» SET PROBLEM
Which lines in the entries below contain the word "floor"? Report each such line in full.

» Entries from a dataset
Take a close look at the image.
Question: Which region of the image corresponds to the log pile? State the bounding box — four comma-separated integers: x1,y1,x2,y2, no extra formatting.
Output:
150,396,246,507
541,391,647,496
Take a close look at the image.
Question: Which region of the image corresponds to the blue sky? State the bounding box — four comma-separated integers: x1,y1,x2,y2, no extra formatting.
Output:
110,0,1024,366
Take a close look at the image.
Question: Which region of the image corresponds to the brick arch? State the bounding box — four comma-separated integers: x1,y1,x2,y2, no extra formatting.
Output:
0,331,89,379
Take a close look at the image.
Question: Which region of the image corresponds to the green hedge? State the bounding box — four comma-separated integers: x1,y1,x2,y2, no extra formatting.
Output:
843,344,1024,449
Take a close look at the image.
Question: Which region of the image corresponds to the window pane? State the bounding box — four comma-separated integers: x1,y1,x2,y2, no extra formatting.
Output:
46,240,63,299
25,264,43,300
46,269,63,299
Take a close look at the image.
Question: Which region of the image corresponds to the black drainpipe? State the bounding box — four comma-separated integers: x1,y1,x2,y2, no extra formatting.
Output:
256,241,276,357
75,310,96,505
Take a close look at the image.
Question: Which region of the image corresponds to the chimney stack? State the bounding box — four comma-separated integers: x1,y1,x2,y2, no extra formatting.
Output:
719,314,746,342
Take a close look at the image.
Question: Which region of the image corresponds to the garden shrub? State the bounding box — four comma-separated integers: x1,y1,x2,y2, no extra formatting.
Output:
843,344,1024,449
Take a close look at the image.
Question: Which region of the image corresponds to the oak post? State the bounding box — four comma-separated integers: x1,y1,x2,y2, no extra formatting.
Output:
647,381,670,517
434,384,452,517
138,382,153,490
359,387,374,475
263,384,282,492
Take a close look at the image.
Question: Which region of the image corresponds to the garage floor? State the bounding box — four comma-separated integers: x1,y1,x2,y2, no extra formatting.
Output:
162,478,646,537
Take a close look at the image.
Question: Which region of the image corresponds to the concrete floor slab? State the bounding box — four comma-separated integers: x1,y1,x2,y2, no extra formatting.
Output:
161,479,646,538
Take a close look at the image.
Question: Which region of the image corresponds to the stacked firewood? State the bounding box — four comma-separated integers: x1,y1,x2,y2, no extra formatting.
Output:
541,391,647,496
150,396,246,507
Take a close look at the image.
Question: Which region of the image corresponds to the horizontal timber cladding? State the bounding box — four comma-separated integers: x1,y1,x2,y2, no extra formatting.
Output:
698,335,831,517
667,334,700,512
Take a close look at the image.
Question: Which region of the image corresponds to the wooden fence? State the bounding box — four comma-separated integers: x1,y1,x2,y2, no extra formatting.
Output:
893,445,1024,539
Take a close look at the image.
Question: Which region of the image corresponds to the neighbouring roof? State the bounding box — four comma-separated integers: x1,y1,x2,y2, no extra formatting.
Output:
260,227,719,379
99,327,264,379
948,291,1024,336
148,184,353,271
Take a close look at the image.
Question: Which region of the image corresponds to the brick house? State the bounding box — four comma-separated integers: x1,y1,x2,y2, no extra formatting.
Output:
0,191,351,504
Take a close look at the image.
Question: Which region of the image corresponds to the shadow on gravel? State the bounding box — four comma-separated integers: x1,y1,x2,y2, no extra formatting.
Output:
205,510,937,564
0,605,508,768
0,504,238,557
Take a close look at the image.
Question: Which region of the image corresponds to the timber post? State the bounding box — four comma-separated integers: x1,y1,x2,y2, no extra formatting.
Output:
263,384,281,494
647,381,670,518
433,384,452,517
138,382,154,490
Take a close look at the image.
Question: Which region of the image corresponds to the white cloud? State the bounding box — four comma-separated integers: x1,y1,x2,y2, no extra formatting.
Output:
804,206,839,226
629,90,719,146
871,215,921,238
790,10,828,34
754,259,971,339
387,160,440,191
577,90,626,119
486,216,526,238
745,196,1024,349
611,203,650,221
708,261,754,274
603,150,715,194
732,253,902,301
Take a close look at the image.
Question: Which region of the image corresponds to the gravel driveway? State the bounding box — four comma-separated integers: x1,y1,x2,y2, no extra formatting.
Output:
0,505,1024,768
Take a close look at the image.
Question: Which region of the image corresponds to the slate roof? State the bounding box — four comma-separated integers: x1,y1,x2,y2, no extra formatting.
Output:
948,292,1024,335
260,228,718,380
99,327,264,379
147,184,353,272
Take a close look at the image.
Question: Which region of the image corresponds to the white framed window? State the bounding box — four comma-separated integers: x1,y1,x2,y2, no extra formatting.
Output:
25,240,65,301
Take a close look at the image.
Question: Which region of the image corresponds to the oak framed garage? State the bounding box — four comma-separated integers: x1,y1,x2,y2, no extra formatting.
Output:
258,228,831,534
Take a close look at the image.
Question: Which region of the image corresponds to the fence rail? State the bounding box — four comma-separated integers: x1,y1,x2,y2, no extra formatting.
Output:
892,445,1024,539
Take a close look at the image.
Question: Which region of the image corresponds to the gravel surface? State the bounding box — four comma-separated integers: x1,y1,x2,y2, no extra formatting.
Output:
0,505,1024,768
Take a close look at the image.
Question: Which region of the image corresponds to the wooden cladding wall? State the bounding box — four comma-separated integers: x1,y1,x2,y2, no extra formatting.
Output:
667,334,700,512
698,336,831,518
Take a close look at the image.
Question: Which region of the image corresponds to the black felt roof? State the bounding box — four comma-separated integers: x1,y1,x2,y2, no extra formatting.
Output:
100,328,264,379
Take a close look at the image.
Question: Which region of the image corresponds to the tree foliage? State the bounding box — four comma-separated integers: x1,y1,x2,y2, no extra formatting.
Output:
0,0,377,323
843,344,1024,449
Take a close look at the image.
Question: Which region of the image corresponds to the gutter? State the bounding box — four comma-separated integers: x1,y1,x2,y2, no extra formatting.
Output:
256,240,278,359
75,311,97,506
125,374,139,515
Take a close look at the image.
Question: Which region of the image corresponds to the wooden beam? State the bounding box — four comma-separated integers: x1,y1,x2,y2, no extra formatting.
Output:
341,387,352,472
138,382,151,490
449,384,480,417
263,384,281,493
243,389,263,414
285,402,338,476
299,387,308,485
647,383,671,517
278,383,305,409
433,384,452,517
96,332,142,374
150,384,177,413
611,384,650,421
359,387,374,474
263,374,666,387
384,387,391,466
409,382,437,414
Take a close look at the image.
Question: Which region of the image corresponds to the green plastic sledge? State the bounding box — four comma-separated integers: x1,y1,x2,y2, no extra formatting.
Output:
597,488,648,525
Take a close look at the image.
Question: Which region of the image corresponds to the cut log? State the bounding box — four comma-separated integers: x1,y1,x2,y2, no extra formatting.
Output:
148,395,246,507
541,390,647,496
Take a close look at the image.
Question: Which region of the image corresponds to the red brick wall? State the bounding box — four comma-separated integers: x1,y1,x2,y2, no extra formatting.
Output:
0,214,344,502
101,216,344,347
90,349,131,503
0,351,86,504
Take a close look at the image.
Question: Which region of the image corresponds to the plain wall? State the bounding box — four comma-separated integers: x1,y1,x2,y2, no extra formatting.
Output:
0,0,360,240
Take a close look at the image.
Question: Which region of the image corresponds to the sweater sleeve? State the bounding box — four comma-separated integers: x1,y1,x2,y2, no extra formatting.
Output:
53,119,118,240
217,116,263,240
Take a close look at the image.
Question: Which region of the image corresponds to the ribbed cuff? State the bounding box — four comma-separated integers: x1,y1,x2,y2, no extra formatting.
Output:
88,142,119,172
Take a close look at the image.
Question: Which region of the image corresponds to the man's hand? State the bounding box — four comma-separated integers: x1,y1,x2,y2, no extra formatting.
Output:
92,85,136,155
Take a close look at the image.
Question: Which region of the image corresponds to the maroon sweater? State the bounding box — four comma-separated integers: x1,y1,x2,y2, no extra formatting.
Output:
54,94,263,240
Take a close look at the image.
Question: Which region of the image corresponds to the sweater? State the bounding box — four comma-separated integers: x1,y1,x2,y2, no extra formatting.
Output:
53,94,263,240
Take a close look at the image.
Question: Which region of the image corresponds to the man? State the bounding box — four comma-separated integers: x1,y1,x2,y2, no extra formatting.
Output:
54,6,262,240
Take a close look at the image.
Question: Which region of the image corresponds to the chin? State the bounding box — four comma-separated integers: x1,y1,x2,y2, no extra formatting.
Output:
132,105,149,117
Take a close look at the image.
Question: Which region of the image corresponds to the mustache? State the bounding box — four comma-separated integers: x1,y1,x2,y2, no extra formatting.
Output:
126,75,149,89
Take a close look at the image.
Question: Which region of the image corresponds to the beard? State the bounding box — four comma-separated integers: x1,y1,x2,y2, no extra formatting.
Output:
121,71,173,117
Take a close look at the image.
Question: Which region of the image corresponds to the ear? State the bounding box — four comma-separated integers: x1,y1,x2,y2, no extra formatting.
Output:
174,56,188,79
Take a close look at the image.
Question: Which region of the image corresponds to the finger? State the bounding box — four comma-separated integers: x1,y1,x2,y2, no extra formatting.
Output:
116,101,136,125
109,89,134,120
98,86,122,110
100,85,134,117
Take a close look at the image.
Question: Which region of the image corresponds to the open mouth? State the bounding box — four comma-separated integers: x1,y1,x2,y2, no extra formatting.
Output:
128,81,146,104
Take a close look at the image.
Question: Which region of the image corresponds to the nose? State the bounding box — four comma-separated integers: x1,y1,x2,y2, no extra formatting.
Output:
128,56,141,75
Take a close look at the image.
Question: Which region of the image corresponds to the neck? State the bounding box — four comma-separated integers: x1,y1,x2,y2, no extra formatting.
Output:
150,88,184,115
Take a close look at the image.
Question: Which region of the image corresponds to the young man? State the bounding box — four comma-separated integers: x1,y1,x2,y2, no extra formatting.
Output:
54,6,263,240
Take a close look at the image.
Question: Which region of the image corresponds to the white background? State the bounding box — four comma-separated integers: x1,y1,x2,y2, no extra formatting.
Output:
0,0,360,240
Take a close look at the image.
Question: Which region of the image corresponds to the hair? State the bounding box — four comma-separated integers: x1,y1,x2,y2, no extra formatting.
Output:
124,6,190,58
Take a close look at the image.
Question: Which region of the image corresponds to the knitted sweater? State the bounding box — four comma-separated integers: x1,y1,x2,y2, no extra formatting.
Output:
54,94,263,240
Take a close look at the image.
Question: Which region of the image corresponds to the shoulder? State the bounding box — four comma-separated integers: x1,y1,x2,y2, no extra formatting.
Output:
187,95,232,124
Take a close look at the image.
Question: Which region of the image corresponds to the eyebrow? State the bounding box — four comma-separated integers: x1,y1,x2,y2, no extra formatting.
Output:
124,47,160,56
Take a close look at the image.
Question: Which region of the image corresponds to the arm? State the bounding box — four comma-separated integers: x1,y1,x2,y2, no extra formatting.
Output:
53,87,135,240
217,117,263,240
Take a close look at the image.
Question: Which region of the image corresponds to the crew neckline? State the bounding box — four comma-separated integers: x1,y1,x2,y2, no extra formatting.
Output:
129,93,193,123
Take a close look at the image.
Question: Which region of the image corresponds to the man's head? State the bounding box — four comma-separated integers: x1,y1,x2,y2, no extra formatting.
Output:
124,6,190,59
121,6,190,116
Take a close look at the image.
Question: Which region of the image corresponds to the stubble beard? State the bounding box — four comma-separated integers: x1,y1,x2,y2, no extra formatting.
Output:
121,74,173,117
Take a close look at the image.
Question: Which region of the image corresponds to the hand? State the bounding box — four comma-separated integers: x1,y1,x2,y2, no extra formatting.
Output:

» CORRECT OUTPUT
Question: Which region of the image corresponds to the garage floor? State the bounding box — four comma-separated integers: x1,y1,x2,y2, no extra formatting.
Question: Which region of the image corresponds to the concrete floor slab? State the bounding box — four comma-separated integers: x1,y1,x2,y2, no extra formatting.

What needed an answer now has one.